Get mqtt topic data on demand?


#1

Hi Folks,
I've searched the forums and I'm not seeing an obvious solution to my issue and wondering if anyone can help out...

I have a use case in which I will receive an mqtt event from one topic that I have subscribed to and that triggers a flow just fine. The problem is that when that flow triggers I need to obtain data that is stored retained in another mqtt topic "on demand" to do additional decision making and processing, etc. I can't figure out how to dynamically subscribe to a topic, get the data stored there, then disconnect again. Does the mqtt in node have any sort of enable/disable functionality? Or is there another better method to achieve this?

Thanks in advance.
Brian


#2

I would think that you could have a MQTT-in node continuously getting DATA2 and you store it in a Flow or Global variable. That way when topic one comes in, you can immediately look at the Flow/Global variable to make the decision.


#3

Thanks @zenofmud but (there is always a but), lol, the second data source publishes very, very infrequently...days or weeks apart even and I'm not in administrative control of that data source. I would have to restart my node-red to initialize the mqtt-in node to do the initial subscribe to get the data to populate a global variable. In a production environment we don't want to be having to restart node-red just to ensure we are synced with the second data source.

Hmmm, maybe adding a enable/disable (connect/disconnect) feature to the mqtt-in node is a feature request to pursue...

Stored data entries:

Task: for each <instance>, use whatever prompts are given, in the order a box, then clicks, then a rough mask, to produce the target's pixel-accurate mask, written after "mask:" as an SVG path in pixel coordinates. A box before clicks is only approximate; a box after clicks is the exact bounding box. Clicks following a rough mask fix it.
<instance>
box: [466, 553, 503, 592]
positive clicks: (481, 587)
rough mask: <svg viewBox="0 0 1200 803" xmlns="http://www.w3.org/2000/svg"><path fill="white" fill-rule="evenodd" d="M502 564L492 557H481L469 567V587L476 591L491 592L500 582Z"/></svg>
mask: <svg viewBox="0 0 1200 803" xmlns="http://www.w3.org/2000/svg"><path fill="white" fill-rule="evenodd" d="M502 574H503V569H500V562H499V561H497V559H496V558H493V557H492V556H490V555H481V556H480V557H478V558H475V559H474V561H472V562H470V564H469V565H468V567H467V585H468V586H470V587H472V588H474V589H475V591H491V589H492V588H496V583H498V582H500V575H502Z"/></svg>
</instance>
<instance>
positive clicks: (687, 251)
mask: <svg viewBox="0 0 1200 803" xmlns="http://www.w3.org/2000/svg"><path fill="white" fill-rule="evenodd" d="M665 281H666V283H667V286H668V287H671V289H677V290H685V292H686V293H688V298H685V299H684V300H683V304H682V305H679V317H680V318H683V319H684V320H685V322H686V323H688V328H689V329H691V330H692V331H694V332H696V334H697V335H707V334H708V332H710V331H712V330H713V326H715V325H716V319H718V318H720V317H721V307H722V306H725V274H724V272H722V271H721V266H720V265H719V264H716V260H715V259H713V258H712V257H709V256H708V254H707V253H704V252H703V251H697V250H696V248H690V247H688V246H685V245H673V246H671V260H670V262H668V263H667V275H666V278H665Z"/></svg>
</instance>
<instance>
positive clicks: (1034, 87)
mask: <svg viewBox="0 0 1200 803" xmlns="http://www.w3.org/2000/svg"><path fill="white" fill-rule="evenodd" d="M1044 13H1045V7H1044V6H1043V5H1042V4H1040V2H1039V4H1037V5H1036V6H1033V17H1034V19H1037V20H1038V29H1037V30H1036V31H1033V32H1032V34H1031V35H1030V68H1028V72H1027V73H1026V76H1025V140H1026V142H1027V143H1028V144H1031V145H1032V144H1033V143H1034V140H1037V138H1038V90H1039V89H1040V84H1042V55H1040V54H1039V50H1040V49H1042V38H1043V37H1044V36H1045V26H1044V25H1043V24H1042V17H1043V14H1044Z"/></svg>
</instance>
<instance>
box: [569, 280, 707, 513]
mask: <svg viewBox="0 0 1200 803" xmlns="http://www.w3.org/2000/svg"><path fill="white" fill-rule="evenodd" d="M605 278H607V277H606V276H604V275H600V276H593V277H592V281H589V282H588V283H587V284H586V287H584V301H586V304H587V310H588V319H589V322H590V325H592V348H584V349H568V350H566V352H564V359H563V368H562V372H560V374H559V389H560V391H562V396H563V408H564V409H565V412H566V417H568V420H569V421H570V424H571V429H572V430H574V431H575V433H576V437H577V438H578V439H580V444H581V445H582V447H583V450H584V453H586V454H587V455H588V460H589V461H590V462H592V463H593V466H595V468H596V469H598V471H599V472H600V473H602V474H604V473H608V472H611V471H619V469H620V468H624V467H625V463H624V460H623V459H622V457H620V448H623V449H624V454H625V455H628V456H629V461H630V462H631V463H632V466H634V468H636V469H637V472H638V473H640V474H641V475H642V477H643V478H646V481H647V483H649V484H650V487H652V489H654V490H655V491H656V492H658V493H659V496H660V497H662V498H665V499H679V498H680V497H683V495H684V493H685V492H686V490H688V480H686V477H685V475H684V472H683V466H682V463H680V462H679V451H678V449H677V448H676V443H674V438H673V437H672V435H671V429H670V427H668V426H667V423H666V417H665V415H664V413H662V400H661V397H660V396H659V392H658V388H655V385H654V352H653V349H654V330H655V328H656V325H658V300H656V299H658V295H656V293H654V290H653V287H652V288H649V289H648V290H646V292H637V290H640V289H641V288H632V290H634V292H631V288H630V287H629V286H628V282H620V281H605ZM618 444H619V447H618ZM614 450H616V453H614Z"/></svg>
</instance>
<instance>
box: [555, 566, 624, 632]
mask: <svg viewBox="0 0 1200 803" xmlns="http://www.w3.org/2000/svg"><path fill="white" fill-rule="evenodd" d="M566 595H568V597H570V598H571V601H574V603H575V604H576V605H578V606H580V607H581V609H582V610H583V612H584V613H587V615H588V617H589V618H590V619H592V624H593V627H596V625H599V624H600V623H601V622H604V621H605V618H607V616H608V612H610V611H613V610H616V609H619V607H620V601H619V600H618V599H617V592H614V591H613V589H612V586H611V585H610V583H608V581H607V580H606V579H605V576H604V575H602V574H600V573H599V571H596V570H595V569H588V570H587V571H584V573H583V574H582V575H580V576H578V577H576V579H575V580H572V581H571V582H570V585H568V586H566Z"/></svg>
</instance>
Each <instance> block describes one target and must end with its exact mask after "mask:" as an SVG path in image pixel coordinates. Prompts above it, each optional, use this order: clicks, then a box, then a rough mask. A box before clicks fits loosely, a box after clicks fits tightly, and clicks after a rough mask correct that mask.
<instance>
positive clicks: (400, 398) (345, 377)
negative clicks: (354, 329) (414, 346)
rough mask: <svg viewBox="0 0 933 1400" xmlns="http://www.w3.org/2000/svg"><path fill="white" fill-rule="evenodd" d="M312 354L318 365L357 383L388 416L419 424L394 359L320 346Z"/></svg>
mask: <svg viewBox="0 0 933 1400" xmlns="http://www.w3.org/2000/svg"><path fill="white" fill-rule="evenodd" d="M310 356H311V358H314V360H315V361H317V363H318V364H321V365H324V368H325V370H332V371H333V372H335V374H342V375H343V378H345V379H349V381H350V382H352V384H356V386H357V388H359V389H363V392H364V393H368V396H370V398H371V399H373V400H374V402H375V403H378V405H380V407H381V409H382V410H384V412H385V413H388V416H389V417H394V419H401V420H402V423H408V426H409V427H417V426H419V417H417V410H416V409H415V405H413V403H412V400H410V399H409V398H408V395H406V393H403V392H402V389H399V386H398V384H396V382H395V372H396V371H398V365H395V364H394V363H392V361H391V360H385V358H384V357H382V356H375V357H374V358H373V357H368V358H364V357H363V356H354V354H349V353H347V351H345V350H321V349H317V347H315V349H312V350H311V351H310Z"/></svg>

_ASSIGNED TASK A_
According to the forum thread about fetching MQTT topic data on demand, how often does the second data source publish?
_ASSIGNED TASK B_
Write what comes next in the forum thread about fetching MQTT topic data on demand, picking up right after its final sentence.

_RESPONSE AREA A_
Very infrequently, sometimes days or even weeks apart.

_RESPONSE AREA B_
Thanks
Brian


#4

The core MQTT nodes don't support dynamically setting the topic, but there are contributed nodes available that do. A quick search for MQTT on flows.nodered.org finds https://flows.nodered.org/node/node-red-contrib-mqtt-dynamictopic for example.


#5

Hi Nick, @knolleary,

It's like you know a thing or two about Node-Red :wink:

Thanks for popping in on this and your suggestion. I did look at the contributed node that you highlighted but it has several dependency issues right now, doesn't seem to function as described, and the author does not appear to be maintaining it or responding to issues. The same seems to be true for the other couple contributed nodes available that highlight "dynamic" topic functionality.

I'll keep hunting for a workable solution. I just thought that if I have this use case, perhaps others do as well, and given there have been efforts at contributed nodes, perhaps it could be a future feature of the core nodes.

Cheers,
Brian


#6

I would do this using a Join node. Feed two MQTT In nodes subscribed to the two topics and configure it like this

On deploy or restart this will get given the current values of the topics (assuming they are Retained Values) and will pass on a payload object with the two values under the topics as keys. Then any time either of the two gets a new value then another message will be passed with the latest values of both. So all you have to do is pass these on to whatever you want to do when a new value is received.


#7

Brian, you can enable file based contest stores (https://nodered.org/docs/user-guide/context#context-stores) so if you hav a MQTT node looking for just that topic, every time it changes you will get the new value which you put into the global. Now when the other data value comes in, you can compare the two.

If you are worried about the scond source changing just when the first comes in, you could use Colins idea of a join, just add a slight delay after receiving the first data packet.


#8

These are all valiant workarounds, but it is far from ideal to subscribe to everything just in case you may need it. Kinda defeats the lightweight nature of MQTT, and you don't necessarily know the topic up front to subscribe anyway.

So yes, this has come up enough times we should look at it properly.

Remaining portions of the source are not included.